WHAT IS BEING ASKED: A faithful transcription of all the data is required.

AVAILABLE RECORDS:
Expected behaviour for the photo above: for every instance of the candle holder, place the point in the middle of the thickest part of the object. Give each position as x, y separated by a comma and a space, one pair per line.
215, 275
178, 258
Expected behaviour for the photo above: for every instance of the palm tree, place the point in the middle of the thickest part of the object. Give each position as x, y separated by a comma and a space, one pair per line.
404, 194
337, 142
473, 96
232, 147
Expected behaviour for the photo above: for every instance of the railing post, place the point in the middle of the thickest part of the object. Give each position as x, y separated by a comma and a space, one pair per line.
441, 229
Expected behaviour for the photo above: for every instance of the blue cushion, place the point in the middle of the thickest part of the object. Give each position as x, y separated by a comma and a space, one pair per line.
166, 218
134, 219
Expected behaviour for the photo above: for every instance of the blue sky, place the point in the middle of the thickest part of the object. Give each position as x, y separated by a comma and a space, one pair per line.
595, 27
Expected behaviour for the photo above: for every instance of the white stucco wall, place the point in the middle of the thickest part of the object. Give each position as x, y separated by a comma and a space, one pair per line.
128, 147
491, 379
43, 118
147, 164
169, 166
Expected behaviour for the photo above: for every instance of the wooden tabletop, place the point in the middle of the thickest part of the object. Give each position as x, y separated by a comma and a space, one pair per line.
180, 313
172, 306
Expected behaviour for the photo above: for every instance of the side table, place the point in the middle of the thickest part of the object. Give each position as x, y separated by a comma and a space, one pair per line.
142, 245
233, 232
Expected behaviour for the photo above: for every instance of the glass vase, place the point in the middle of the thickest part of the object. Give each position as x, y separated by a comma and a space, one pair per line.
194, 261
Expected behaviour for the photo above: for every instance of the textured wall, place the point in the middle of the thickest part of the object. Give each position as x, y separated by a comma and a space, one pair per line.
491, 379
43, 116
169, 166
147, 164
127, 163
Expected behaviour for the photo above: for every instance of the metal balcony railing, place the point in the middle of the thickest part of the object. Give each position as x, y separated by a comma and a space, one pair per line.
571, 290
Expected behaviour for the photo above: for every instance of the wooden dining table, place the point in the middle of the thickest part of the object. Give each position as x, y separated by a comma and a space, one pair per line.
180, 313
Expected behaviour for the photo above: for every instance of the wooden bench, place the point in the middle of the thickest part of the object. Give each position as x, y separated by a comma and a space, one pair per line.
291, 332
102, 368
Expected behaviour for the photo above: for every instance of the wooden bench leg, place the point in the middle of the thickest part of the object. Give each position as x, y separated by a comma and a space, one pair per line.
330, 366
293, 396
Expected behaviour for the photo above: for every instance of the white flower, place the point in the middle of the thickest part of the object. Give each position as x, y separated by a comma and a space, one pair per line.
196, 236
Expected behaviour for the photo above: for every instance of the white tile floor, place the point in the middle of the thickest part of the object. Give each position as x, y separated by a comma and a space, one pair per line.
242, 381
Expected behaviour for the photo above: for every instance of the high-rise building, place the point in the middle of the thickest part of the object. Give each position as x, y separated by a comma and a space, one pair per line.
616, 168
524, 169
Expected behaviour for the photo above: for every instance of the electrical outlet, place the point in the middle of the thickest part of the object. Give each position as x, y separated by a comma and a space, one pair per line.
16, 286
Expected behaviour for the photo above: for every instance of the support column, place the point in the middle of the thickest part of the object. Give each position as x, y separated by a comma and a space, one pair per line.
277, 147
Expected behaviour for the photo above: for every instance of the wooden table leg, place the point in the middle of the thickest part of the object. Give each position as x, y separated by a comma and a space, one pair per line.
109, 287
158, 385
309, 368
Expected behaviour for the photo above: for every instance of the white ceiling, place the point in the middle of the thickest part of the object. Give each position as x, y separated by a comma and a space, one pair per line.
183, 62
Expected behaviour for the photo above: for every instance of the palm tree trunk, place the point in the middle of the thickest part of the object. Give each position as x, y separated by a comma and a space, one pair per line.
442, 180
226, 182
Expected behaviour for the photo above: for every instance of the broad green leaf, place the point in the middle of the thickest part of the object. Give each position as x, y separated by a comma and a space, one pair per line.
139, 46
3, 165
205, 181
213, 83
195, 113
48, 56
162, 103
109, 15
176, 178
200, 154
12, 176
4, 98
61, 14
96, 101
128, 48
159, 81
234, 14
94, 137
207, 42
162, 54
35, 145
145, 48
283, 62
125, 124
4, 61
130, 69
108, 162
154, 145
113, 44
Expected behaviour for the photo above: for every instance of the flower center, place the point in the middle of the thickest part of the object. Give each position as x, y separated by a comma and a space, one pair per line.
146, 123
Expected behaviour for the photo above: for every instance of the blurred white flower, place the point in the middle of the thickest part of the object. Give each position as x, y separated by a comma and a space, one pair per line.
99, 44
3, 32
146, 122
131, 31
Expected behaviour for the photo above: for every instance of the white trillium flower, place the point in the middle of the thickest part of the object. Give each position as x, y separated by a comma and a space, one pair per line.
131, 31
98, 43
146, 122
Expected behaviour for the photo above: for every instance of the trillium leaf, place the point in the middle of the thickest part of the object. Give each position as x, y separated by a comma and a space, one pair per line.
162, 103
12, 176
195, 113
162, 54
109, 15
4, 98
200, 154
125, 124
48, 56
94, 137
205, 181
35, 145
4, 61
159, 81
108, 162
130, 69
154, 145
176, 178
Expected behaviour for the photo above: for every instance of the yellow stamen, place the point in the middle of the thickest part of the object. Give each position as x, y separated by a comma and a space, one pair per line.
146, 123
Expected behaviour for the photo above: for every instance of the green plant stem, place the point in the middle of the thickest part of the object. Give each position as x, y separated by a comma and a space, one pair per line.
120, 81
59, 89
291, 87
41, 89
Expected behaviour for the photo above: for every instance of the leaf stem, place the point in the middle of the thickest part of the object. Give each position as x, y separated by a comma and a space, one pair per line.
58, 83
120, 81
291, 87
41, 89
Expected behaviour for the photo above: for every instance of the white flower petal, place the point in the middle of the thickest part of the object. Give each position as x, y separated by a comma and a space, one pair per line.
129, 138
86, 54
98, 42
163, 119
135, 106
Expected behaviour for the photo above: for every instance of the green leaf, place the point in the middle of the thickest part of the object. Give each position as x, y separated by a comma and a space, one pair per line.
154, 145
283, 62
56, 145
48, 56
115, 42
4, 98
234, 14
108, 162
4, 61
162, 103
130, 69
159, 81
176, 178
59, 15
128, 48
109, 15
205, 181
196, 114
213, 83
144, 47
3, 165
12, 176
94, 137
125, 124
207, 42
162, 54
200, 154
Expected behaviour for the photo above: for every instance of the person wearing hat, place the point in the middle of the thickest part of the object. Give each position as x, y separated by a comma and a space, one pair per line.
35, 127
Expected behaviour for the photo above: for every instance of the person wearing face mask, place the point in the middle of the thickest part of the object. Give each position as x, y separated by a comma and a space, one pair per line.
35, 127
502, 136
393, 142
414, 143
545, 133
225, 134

TASK ANSWER:
Expected behaviour for the photo above: for every instance of the candle holder, place the point in the middle of the thickest part of the object. Give each position as x, y separated by a comma and a space, one pair per line.
215, 275
178, 258
Expected behaviour for the photo above: for every instance of the palm tree, place the point in the middle of the thickest part of the object. Give each position as x, y separated by a comma and a space, one pair per line.
404, 194
337, 142
473, 96
232, 147
Expected behaviour for the photo above: for every instance of the railing post, place the point in the middle of the thickest part of the object. Give each position as x, y separated by a comma and a space, one pair per line.
441, 229
Expected behaviour for the photo above: for every instance of the blue cushion, place the point in the middle of the thickest part of the object. Give each position as x, y separated by a comma and a space, one pair per line.
166, 218
134, 219
Expected behaviour for the photo above: for every instance of the blue sky, place the point in the middle of the thickest part of the object. Give each position as x, y separated by a comma and a space, one pair per line.
595, 27
Expected behaviour for the photo above: for every instance of the white stucco wall, place the point in the middle of the thickest part of the object. Give each position as x, y separated by a comma and a space, one pair per line.
128, 147
491, 379
43, 118
147, 164
169, 166
Expected behaviour for the photo above: for every instance of the wooden tabletop, place the point in the middle of the thickest part of the object. Give each position as x, y separated by a comma and a space, one pair per line.
180, 313
172, 306
Expected behaviour for the photo above: for every instance of the side table, place the point in the middle of the thickest part of the object. Give each position as x, y separated by a comma and a space, one pair per line.
142, 245
233, 232
Expected behaviour for the photo above: for every instance of the glass vase, place the point in the middle of the thickest part of the object. Give each position as x, y separated by a comma and a space, one pair per line.
194, 261
Expected behaviour for the photo above: for every instance of the textured wall, place the point in the middle of the thickest part of the object. Give each position as x, y separated by a comma and a space, one pair per line.
491, 379
43, 116
169, 166
147, 164
127, 163
Expected behaviour for the photo above: for every instance of the metal balcony railing, place the point in the middle of the thickest part of the object. Give each position as x, y separated by a comma and a space, one pair per line.
571, 290
Expected behaviour for the photo above: for every instance of the wooden dining table, place the point in the middle of the thickest part of the object. Give each position as x, y separated by a comma and a space, one pair per line.
180, 313
Expected behaviour for the photo above: for every instance of the wooden bench, place the point in the middle of the thickest part of the object. Give each position as x, y separated by a comma and a space, one pair per line.
291, 332
102, 368
Expected behaviour for the photo above: for every instance of the wooden bench leg, place the point in the middle of the thickest part of the object. Give each position as x, y separated by a comma and a space, one pair per line.
330, 366
293, 396
Expected behaviour for the photo above: for every instance of the white flower, place the point in the middle of the thickest part of the object. Give each position as x, y separated by a comma and a space, one pair per line.
196, 236
Expected behaviour for the photo above: for every instance of the white tile floor, place the point in the middle of the thickest part of the object. Give each position as x, y separated by a comma and a space, one pair per line.
242, 381
Expected behaviour for the photo above: for every instance of the high-rise building, place the point in the middle of the thickest part of the object. Give each position as x, y separated by a comma and a space, one pair per line.
616, 168
524, 169
Expected behaviour for the photo above: for every instance of the electrical outlet, place the point in the middle of the thickest part of the object. Give each position as x, y separated by a comma and a space, one pair per line.
16, 286
Expected behaviour for the photo above: for every instance of the support column, place the point in the middle of the thickest part of the object. Give each position as x, y separated by a comma and a space, one pair per line.
277, 147
Expected behaviour for the photo above: for every instance of the wooden table leg, place the point in the middle of the thickest part of the object. Give each position as x, y separated by a comma and a space, one pair per line.
109, 287
158, 385
309, 368
Expected behaviour for the photo above: for every instance of the white ceiling, place the point in the middle of the thickest part of the object. Give each position as x, y separated by a comma and a space, one pair per line.
183, 62
Expected behaviour for the photo above: for every instance of the palm tree trunk, place the point in the middle of the thickest part of the object. Give each position as x, y separated by a comma and a space, one pair per line.
442, 180
226, 182
Expected behaviour for the photo above: for every instance of the broad green leaf, place the point in the middle of the thickest part of the object. Give each position as x, y separated by a comma and a space, one pair per line.
139, 46
3, 165
205, 181
213, 83
195, 113
48, 56
162, 103
109, 15
176, 178
200, 154
12, 176
4, 98
61, 14
96, 101
128, 48
159, 81
234, 14
94, 137
207, 42
162, 54
35, 145
145, 48
283, 62
125, 124
4, 61
130, 69
108, 162
154, 145
113, 44
Expected behaviour for the photo above: for every instance of the flower center, place the point in the middle of the thickest part of the object. Give each position as x, y separated by a comma and a space, one pair per line.
146, 123
Expected behaviour for the photo above: for every instance of the blurred white flower, place the point in the middle of the thickest part of the object. Give each position as x, y separated by a comma and a space, one pair per line.
99, 44
3, 32
146, 122
131, 31
Expected behaviour for the photo above: for every instance of the white trillium flower, place the point in the middle of the thickest part of the object. Give each position as x, y separated by a comma and a space, one pair per line.
131, 31
98, 43
146, 122
Expected behaviour for the photo above: for every instance of the trillium leaf, place the point in the middle of the thickest part of the object. Give each position as x, y separated by a comma and a space, one pair per line.
162, 103
12, 176
195, 113
162, 54
109, 15
4, 98
200, 154
125, 124
48, 56
94, 137
205, 181
35, 145
4, 61
159, 81
108, 162
130, 69
154, 145
176, 178
Expected behaviour for the photo above: for every instance of the yellow stamen, place the point in the middle of the thickest part of the object. Give each position as x, y separated by a comma and a space, one pair per line.
146, 123
Expected behaviour for the photo above: for every instance of the green plant stem, place the point in the middle of the thickest part of the object. Give each position as x, y separated by a comma and a space, one pair per line.
120, 81
59, 89
291, 87
41, 89
Expected behaviour for the photo above: for every instance of the leaf stem, place the point in the middle of the thickest part of the object. Give each position as x, y separated by a comma and a space, one pair per line.
58, 83
120, 81
291, 87
41, 89
Expected behaviour for the photo above: for every instance of the white flower petal, place the point in the middle of the thickest part of the object. Give each position as x, y separated by a comma and a space, one pair per line.
129, 138
86, 54
98, 42
163, 119
135, 106
Expected behaviour for the photo above: for every instance of the green leaf, place the point in the middle of the thickest part of the object. Give each position as x, y separated by a comma and a space, one pair per line.
154, 145
283, 62
56, 145
48, 56
115, 42
4, 98
234, 14
108, 162
4, 61
162, 103
130, 69
159, 81
176, 178
59, 15
128, 48
109, 15
205, 181
196, 114
213, 83
144, 47
3, 165
12, 176
94, 137
125, 124
207, 42
162, 54
200, 154
Expected behaviour for the photo above: for every instance of the person wearing hat, place the point in the middle of the thickest part of the object. Give each position as x, y separated by a comma and a space, one pair per line.
35, 127
Expected behaviour for the photo above: for every instance of the person wearing face mask, place the point in the middle of the thickest part of the object. Give each position as x, y separated by a comma and a space, one pair per line.
35, 127
502, 136
393, 142
414, 143
545, 133
225, 134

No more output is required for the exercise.